### Task item:
Go over the records and copy every line with the string "jersey".

### Supplied material:
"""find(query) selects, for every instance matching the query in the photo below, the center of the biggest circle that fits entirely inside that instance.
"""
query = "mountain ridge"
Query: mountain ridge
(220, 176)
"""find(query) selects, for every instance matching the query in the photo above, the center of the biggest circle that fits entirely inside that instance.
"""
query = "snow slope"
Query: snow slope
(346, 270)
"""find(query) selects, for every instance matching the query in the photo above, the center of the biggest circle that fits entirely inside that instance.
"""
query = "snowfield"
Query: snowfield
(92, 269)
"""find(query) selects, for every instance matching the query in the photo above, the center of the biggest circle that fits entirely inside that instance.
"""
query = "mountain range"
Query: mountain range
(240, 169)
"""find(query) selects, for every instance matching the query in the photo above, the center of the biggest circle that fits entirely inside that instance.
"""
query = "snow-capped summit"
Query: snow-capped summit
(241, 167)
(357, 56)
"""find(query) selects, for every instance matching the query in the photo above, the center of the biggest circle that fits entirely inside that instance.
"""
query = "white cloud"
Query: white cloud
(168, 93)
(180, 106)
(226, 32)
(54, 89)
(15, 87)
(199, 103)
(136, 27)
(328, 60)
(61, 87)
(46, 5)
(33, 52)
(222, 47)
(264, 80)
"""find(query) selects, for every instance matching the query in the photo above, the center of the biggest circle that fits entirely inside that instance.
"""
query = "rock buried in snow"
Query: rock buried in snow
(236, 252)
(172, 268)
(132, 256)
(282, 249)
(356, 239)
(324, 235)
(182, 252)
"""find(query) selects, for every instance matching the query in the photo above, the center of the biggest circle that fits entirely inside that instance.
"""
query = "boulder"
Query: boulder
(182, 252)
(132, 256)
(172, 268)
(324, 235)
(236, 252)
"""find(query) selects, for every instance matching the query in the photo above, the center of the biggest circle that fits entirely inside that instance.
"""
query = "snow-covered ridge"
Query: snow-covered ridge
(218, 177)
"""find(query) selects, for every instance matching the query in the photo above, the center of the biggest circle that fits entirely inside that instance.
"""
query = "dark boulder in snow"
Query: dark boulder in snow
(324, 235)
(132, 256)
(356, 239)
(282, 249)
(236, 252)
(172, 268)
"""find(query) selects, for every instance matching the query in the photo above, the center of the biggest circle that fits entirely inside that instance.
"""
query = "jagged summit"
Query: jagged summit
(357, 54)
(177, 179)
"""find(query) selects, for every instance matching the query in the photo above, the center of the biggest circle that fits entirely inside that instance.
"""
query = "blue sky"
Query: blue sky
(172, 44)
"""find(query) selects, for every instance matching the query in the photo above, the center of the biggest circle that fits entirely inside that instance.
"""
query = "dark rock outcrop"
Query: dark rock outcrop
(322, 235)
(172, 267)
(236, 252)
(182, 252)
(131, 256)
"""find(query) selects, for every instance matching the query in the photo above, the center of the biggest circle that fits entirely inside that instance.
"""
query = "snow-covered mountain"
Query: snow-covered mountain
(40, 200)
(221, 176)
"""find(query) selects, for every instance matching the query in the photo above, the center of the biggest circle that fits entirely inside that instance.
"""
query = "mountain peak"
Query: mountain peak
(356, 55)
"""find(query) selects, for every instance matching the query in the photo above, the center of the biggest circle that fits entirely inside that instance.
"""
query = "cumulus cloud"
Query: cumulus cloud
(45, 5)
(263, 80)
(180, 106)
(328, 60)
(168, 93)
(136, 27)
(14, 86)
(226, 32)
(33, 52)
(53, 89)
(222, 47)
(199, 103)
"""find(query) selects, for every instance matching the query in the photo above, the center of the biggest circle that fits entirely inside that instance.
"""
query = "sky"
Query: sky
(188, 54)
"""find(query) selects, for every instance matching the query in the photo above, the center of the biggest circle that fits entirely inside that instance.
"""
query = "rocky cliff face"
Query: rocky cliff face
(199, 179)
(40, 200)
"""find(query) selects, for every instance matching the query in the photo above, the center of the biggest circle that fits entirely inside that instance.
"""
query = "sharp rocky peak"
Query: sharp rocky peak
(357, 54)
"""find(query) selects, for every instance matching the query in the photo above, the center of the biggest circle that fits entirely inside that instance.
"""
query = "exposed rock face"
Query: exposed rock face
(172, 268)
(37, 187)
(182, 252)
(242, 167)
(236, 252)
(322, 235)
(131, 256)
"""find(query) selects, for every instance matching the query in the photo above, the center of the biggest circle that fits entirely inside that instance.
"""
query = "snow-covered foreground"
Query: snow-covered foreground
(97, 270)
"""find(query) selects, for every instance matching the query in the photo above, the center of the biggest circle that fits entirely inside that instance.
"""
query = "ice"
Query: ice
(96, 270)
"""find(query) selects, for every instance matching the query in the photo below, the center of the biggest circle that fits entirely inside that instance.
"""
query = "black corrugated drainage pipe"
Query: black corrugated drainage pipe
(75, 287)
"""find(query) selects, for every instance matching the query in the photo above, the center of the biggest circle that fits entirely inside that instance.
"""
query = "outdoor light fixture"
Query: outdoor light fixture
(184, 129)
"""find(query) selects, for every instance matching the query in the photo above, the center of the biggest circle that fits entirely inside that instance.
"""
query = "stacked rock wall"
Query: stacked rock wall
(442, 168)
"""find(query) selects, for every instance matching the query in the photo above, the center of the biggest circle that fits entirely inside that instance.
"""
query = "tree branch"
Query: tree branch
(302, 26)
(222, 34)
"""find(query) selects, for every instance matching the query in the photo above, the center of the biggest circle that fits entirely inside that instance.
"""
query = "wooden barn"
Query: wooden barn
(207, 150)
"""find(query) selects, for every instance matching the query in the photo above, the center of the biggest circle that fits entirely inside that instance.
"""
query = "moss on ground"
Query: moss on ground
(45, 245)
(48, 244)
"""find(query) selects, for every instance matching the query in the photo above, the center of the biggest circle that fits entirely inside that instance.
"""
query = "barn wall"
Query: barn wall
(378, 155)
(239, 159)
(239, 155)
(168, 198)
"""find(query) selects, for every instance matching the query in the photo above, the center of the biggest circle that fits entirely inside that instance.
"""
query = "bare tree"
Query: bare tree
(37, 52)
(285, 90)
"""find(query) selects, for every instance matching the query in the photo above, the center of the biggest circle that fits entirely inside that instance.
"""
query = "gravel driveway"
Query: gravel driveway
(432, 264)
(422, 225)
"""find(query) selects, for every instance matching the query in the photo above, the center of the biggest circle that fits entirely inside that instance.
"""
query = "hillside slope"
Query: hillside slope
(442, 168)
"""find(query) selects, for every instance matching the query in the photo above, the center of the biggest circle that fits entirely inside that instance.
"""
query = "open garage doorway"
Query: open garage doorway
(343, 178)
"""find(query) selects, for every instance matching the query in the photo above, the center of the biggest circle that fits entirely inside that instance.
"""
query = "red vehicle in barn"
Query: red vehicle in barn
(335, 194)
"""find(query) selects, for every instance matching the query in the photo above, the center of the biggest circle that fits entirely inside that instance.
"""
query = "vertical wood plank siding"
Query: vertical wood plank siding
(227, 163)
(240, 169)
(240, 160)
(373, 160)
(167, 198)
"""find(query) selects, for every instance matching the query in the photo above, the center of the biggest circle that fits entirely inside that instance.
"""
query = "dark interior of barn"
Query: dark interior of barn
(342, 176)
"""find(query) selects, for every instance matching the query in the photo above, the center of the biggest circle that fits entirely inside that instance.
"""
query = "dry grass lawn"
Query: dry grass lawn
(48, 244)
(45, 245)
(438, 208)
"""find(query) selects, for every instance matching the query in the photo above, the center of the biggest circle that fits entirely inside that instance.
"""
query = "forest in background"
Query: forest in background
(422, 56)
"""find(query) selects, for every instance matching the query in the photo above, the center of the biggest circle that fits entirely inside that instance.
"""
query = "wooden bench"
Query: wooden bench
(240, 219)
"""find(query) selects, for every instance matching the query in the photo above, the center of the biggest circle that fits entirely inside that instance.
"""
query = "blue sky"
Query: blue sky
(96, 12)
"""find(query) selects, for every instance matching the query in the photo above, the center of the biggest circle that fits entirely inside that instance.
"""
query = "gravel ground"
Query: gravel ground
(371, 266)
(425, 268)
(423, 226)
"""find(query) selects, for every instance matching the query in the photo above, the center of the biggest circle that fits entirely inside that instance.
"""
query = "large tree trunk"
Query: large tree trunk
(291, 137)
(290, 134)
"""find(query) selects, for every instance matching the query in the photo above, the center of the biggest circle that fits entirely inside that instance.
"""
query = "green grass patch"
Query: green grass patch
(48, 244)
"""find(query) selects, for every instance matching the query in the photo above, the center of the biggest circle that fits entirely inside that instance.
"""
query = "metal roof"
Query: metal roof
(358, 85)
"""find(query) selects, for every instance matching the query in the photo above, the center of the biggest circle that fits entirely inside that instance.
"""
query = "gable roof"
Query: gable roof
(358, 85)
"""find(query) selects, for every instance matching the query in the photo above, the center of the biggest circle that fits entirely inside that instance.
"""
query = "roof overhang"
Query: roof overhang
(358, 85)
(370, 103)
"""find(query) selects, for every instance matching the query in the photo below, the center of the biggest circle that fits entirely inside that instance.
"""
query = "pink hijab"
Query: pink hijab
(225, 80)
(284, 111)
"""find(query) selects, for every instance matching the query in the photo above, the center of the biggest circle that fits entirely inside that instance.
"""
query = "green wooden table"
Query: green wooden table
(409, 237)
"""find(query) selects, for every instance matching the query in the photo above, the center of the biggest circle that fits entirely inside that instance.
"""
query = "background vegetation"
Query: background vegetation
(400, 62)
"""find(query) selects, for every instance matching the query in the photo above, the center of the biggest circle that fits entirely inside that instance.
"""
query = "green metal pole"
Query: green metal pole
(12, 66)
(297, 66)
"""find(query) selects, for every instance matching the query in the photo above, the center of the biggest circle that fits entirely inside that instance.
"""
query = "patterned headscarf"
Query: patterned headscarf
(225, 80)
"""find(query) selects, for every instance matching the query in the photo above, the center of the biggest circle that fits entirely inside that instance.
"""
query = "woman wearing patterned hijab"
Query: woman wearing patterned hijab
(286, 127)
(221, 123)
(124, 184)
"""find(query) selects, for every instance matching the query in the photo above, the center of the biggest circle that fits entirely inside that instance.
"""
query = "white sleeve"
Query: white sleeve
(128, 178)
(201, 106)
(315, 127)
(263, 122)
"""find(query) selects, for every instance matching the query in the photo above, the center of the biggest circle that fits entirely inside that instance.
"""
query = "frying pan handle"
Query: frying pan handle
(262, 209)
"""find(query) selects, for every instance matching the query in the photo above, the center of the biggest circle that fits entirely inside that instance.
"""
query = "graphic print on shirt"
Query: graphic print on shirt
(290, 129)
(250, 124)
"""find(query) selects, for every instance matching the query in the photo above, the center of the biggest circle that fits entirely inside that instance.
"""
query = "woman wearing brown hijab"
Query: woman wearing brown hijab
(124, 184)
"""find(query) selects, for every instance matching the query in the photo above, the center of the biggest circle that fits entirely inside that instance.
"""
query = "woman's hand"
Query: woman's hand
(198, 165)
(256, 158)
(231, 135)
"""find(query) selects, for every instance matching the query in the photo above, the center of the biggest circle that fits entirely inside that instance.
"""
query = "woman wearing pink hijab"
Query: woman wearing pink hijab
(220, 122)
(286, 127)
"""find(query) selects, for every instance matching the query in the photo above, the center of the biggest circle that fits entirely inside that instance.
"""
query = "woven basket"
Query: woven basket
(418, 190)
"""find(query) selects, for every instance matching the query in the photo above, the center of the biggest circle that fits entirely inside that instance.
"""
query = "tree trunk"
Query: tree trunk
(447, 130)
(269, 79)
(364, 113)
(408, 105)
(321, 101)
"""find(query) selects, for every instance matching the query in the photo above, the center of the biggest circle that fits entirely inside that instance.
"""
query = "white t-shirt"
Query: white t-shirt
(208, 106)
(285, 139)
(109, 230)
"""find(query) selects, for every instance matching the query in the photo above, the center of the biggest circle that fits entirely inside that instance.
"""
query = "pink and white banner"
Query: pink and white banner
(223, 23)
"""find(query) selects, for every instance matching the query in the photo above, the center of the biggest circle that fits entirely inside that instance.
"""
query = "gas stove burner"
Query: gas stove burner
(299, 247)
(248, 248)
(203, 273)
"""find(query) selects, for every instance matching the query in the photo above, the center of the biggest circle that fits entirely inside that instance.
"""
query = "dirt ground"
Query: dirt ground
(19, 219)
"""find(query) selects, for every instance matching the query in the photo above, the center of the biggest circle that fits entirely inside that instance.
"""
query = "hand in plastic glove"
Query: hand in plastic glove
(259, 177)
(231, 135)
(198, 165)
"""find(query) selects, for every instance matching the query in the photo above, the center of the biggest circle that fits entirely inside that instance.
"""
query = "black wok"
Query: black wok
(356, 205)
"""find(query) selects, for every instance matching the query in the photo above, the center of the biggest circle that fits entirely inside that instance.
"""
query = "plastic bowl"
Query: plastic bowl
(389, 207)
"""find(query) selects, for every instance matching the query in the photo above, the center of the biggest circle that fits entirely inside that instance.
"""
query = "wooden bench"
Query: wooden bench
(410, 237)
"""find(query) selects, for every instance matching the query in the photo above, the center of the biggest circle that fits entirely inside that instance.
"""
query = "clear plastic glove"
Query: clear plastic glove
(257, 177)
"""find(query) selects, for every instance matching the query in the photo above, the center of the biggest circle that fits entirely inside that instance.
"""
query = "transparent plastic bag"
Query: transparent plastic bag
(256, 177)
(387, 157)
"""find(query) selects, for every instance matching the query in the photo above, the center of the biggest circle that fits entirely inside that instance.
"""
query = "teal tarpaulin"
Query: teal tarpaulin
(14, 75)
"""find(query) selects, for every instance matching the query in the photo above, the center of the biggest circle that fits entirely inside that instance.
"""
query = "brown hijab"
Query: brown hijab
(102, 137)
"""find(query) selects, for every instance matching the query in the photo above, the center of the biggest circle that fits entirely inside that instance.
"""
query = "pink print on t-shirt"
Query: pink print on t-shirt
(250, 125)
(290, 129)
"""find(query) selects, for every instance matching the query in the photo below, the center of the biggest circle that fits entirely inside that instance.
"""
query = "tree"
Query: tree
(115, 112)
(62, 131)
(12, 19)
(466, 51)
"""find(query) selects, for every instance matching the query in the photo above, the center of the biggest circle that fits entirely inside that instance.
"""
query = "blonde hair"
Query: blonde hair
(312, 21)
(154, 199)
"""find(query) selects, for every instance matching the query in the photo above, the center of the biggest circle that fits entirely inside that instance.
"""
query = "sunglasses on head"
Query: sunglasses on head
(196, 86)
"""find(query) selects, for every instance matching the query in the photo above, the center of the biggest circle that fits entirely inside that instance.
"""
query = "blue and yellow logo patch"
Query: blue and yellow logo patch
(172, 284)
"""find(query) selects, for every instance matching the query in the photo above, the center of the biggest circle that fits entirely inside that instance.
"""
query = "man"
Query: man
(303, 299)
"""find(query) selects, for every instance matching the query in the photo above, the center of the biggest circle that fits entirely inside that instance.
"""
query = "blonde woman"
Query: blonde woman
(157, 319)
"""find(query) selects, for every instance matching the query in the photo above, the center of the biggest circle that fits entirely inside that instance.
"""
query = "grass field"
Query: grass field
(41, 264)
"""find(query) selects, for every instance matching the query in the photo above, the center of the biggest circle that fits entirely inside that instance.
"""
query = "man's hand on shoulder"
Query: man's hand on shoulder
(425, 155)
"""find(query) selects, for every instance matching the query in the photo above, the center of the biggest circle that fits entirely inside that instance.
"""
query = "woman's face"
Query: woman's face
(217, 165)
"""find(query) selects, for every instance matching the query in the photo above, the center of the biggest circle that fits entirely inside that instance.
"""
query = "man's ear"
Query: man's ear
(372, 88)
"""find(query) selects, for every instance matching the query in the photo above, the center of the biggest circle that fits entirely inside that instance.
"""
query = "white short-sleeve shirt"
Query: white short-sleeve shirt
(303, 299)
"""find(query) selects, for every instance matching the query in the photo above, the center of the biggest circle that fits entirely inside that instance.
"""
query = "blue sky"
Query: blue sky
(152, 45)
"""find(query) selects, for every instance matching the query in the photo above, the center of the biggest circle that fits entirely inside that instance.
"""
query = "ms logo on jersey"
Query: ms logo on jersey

### Problem solution:
query = "ms logo on jersey"
Query: ms logo on jersey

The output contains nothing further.